- ACTIVITY: Nothing should be left out: write out the whole listing exactly.
*** THE DATA Section Begins ***
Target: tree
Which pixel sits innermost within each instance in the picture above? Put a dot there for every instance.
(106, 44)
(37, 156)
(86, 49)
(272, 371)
*** THE DATA Section Ends ***
- FINAL ANSWER:
Target: tree
Which pixel sits innermost within each instance in the picture above? Put a dot there for every instance.
(106, 44)
(37, 156)
(86, 49)
(272, 371)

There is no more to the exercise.